Stated task
Report each line in the data below that contains the string "green". Letter case matters.
====
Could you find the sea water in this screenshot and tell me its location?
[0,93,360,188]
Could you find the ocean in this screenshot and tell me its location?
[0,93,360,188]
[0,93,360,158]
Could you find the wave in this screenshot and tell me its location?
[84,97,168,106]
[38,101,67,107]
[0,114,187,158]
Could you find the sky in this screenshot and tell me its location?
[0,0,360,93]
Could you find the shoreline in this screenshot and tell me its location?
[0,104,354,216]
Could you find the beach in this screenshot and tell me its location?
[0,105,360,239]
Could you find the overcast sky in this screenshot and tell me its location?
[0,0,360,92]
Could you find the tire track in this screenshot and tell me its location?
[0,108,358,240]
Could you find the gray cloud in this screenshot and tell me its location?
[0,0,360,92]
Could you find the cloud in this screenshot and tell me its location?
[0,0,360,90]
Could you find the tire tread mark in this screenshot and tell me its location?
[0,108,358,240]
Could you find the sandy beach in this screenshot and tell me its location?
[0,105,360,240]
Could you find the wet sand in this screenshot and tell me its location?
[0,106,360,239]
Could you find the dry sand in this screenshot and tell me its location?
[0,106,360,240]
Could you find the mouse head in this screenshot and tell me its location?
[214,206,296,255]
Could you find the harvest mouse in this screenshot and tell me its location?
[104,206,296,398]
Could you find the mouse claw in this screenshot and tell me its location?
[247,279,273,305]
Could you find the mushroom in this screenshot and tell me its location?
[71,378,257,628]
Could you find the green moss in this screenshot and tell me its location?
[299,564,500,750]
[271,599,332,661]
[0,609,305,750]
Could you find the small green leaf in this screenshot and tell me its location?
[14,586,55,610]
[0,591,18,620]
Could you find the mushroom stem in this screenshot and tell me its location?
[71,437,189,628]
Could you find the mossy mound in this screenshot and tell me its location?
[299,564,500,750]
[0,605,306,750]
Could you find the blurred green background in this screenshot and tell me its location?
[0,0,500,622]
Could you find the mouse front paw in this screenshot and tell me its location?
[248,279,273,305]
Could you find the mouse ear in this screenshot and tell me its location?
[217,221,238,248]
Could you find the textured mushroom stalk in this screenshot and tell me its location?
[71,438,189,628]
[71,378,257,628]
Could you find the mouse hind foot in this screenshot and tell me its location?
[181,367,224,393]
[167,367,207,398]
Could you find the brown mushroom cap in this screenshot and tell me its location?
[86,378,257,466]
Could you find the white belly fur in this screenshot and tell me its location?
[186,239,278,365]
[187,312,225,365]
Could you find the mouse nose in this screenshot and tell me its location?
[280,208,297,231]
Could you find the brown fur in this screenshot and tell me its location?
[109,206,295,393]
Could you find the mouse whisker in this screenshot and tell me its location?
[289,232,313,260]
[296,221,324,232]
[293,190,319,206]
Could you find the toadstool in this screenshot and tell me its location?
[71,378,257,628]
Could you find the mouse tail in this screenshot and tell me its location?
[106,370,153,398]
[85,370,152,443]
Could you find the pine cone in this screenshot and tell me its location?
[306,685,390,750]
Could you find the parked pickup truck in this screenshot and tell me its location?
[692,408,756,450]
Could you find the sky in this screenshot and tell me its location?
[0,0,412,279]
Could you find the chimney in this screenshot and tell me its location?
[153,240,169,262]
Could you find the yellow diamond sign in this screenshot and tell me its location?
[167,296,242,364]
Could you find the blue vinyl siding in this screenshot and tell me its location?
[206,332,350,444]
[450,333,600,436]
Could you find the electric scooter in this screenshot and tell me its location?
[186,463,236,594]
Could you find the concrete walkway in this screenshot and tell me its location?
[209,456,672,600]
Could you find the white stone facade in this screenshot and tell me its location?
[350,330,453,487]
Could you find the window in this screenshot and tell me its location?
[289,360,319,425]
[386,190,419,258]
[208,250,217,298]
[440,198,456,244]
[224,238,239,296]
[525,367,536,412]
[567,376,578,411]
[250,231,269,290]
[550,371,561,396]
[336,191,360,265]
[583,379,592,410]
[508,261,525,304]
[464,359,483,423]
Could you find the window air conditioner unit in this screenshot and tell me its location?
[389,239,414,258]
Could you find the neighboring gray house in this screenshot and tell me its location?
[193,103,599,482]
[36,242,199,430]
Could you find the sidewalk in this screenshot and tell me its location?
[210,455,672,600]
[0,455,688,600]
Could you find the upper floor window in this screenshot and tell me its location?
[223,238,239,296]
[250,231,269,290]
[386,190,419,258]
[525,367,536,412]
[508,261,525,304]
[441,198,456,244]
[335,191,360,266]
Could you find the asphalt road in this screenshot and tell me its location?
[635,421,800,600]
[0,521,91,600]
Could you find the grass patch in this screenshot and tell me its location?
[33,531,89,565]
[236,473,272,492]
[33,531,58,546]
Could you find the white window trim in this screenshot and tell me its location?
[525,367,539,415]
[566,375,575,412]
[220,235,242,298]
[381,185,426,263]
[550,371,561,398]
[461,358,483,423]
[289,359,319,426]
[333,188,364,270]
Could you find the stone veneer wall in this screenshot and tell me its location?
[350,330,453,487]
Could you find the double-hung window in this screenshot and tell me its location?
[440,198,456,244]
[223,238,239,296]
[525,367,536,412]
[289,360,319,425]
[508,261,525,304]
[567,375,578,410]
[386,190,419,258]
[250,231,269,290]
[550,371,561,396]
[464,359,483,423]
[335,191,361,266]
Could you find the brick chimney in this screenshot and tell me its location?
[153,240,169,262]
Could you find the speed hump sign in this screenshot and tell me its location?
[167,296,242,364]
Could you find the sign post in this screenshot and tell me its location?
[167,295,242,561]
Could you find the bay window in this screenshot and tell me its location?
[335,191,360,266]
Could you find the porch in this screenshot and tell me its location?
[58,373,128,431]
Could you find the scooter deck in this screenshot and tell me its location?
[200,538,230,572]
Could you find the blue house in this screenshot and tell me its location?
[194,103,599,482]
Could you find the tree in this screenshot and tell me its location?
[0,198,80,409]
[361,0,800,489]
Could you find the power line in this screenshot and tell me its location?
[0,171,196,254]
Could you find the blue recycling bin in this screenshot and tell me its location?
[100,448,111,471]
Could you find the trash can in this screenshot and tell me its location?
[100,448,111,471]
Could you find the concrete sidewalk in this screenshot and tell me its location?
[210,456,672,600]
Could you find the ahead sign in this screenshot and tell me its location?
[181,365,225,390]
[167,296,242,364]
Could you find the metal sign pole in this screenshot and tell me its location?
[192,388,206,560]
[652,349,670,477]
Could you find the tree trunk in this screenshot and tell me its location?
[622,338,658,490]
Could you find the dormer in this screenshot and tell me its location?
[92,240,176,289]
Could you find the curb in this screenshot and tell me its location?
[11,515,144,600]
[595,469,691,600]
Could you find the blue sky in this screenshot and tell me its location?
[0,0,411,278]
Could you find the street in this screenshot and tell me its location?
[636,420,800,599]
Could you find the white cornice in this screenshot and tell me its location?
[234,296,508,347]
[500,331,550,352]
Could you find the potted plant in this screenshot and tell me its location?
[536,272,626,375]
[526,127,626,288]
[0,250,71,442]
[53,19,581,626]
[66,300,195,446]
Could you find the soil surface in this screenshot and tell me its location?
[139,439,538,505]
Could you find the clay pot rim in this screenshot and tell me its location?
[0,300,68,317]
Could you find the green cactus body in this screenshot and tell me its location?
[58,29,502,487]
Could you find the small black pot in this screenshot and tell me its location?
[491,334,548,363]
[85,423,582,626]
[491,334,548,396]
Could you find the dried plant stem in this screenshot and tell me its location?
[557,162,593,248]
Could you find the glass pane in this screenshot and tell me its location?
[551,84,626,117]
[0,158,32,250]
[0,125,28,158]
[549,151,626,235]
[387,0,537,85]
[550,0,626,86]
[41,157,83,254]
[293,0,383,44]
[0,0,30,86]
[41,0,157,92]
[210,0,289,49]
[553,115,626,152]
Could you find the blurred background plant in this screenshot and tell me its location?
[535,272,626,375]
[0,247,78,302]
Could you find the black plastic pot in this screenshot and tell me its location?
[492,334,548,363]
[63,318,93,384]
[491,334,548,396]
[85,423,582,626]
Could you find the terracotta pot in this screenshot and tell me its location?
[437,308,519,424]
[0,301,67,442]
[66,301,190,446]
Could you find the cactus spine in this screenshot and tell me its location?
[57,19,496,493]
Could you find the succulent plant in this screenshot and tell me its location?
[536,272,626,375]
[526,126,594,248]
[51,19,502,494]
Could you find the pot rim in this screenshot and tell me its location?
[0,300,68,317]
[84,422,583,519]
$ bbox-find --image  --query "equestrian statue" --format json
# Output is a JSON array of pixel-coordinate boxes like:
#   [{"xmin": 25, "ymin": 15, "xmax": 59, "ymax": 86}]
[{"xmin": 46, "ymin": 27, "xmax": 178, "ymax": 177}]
====
Task solution
Could you find the green moss in this screenshot and tell me its location?
Could you find the small green leaf in this screenshot and tell me its location?
Could you find the blurred green background in this screenshot and tell me its location?
Could you find the green cactus body in this screenshot and tell me its location?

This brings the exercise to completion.